● DOCUMENT EXCERPT:

..........

Hold on, hold on, because I believe that you touch extremely important topic right now. I don't know if I understood it correctly, so let me rephrase it. So the companies, they decided to invest a lot to build like a one-shot solution, just pre-merger, to understand what is the potential overlap between the customer bases. So it's one-shot solution. And later we have also this post-merger activities that are like really painful and they can take years to get solved. So why is this? Do you think that there is lack of consciousness in the market how this problem should be approached? Because in my opinion, why shouldn't we just build one solution to tackle them all? Cheaper, isn't it?
In the case of pre-acquisition or due diligence, that is a world that is dominated by very expensive consultants, and they get billed by the hour. They don't make a ton of money by helping you build a solution that is going to last for the next 30 years. They're going to help you build something that will get you through the due diligence and maybe require you to pay ongoing maintenance for it, if you continue to use it, which most companies don't. So, the question of why did companies do this and throw money and waste money when it comes to M&A activity? Well, partially because large consultancies are involved. And secondly, because I don't think many understand a different way. There's a lot of us that, if you talk to a CIO about what the playbook is for a merger, the first thing they'll talk about is how do we physically integrate systems. How do we take two ERP systems and make them one ERP system? When in reality what you might be able to do is keep them individual but then integrate at a data level. Integrate the data, keep the systems the same, but integrate the data. That's what MDM does, complex integrations across your most important data, the shared data across those two systems. MDM is a great and viable tool in the short run to virtually tie these systems together instead of physically tying these systems together.
I see. Okay. So we discussed a little bit this MDM, the consultancy, which is an extremely important thing. Right now, let's get back to our initial question. Maybe we can find some ways how we can accelerate also.
And by the way, I was talking like Big Five consultancies, not Astral Forest. I know Astral Forest would be looking out for customers' best interest and help them build scalable systems that can go into the future. I'm talking about the big ones that focus more on tax-centric and M&A-centric, the giant ones, the Deloittes and the Accentures and the McKinseys. Not Astral Forest.
Yeah, but anyway, let's get back to the AI right now because every single day I'm using AI and this is like the spiciest question right now that I can ask you. So let's continue the one from the beginning and the reason why I'm pushing you really into it because this is the same question that I am being asked almost every single day. My customers are coming to me and asking, you know, Michał, I just dropped my entire customer database to Claude. It deduces, it answers the questions, it's brilliant. It does everything by itself like magic. So why should I pay for your services and also for Profisee license if I can do everything within Claude? This is the serious question. And I would like really to push you forward with this one.

..........

● RAW DATA:
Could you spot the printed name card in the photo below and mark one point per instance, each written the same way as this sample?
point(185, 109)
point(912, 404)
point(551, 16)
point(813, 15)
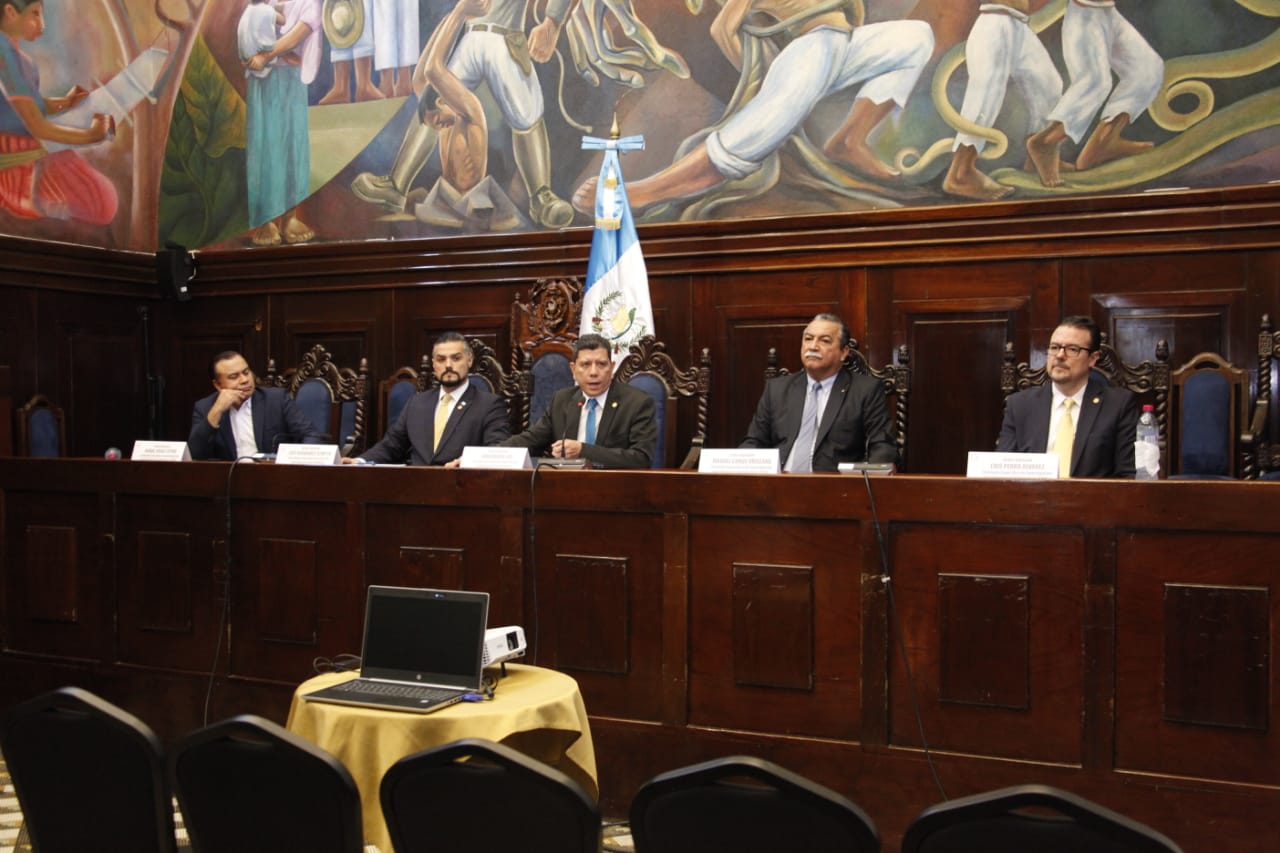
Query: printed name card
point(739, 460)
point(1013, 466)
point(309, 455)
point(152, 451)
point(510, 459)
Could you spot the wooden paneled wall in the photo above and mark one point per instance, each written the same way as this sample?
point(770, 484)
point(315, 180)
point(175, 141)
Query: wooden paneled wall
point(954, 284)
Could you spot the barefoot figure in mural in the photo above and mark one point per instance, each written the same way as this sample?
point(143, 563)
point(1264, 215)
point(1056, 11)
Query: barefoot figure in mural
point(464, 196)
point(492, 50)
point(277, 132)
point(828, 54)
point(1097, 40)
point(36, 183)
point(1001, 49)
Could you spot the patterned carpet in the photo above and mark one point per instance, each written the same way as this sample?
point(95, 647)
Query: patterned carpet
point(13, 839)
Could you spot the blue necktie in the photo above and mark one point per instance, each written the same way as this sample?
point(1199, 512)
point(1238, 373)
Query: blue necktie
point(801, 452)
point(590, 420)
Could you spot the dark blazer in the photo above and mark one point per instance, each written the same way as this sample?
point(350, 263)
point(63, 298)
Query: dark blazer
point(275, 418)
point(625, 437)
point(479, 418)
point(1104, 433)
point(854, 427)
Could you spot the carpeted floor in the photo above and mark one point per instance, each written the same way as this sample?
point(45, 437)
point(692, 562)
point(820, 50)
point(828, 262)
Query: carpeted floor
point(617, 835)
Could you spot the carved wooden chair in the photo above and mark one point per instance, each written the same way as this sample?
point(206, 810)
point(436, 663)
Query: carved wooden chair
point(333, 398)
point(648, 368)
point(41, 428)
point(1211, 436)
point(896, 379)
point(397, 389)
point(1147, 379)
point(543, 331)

..........

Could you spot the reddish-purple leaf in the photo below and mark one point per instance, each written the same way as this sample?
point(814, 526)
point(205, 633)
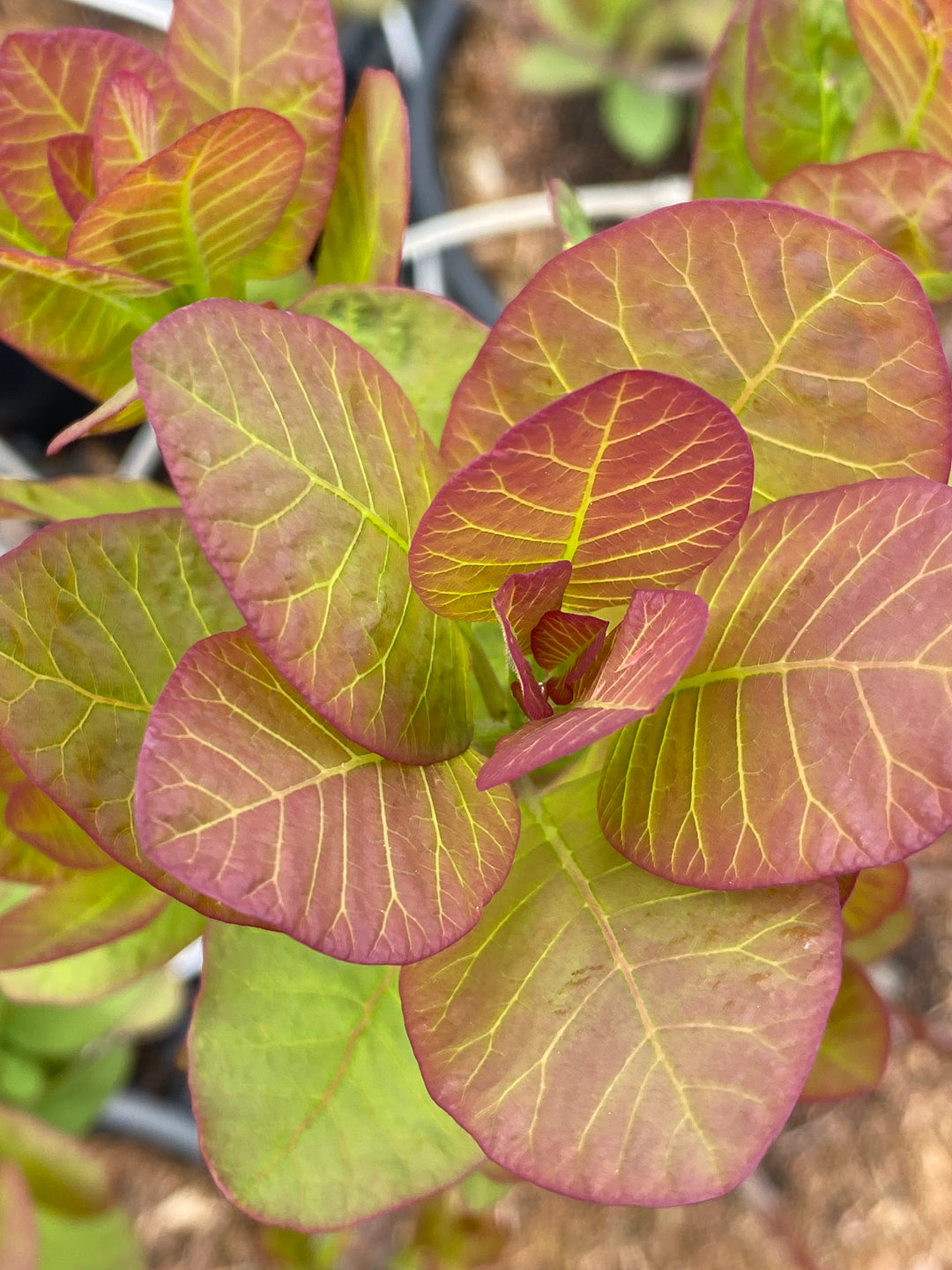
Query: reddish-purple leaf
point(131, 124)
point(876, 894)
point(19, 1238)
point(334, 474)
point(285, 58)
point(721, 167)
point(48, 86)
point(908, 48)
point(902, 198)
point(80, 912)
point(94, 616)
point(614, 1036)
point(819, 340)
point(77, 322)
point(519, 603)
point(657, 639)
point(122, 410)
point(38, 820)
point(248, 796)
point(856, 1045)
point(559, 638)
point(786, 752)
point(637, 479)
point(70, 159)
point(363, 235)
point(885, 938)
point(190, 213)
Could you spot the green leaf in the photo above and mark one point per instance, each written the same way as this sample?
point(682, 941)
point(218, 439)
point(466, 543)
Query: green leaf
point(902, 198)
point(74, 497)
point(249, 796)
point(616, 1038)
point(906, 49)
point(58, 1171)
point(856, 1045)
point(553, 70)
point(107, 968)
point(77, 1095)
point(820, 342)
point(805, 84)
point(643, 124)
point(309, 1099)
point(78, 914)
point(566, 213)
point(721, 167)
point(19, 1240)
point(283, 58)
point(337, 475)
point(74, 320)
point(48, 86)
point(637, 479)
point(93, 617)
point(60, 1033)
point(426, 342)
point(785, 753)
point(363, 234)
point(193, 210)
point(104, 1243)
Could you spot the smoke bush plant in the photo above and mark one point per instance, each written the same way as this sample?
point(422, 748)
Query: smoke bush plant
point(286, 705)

..........

● WORK REQUIRED: List every consulting firm that the conversation excerpt names.

● PROBLEM SOLUTION:
Astral Forest
the Deloittes
the Accentures
the McKinseys